=== Begin Enclosure ===

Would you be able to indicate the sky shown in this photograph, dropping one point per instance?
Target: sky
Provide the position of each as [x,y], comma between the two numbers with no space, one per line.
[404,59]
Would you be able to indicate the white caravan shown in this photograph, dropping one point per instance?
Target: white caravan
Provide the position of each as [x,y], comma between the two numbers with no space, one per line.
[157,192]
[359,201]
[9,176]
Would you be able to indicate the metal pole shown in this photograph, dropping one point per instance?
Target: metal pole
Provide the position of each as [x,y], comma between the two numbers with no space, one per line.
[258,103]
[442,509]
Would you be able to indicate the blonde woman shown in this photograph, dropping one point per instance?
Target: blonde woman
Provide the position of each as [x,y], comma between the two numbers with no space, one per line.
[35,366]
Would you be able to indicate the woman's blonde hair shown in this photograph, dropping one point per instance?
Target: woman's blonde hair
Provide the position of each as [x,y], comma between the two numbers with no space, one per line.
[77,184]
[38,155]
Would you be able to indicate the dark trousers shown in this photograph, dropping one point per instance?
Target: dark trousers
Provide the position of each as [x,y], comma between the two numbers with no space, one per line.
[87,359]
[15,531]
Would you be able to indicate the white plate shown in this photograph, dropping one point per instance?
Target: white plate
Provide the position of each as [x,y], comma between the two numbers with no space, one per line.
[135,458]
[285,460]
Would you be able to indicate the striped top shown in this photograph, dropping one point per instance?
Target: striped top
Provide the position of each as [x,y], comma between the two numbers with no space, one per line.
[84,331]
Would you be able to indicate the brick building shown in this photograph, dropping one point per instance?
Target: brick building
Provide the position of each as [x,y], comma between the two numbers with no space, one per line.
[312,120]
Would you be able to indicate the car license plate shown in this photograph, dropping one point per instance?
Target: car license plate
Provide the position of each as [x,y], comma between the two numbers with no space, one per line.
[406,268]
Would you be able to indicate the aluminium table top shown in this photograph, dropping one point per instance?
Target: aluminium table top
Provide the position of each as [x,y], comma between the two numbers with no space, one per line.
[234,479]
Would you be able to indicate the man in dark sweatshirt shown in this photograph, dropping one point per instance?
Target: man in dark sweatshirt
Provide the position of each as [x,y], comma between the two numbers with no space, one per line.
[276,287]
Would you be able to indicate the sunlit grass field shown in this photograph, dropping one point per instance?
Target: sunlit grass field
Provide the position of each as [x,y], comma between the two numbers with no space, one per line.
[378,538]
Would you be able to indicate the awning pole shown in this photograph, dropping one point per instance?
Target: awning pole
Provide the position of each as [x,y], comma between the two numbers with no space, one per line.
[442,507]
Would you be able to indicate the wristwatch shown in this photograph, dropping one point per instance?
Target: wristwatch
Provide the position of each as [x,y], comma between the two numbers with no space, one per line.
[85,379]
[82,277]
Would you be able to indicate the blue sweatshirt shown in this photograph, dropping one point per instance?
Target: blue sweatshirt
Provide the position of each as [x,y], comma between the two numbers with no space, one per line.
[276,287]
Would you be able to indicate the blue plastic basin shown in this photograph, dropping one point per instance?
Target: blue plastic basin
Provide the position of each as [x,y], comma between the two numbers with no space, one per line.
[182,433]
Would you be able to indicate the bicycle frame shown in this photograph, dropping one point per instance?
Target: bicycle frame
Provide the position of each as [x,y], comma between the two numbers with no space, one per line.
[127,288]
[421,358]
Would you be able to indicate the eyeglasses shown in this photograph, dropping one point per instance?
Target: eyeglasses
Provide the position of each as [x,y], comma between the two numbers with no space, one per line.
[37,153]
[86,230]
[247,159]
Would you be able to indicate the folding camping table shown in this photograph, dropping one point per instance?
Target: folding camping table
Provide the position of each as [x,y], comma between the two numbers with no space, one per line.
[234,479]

=== End Enclosure ===

Work required: Up to and including the line with "Target: metal pole", output each line of the entries above exactly, starting from the first.

Exercise answer:
Would you be able to indicate the sky shown in this photograph, dropping one point per instance?
Target: sky
Provide the position of each as [x,y], comma between the two numbers with no space, one per line.
[404,59]
Would you be able to indicate the white caravan shown in this photograph, dropping one point per instance?
Target: white caravan
Provide the position of each as [x,y], comma between the two numbers with no space, one per line.
[157,192]
[359,201]
[9,176]
Would you be able to indicate the metal pole shown in this photograph, dropping one point per instance?
Target: metal pole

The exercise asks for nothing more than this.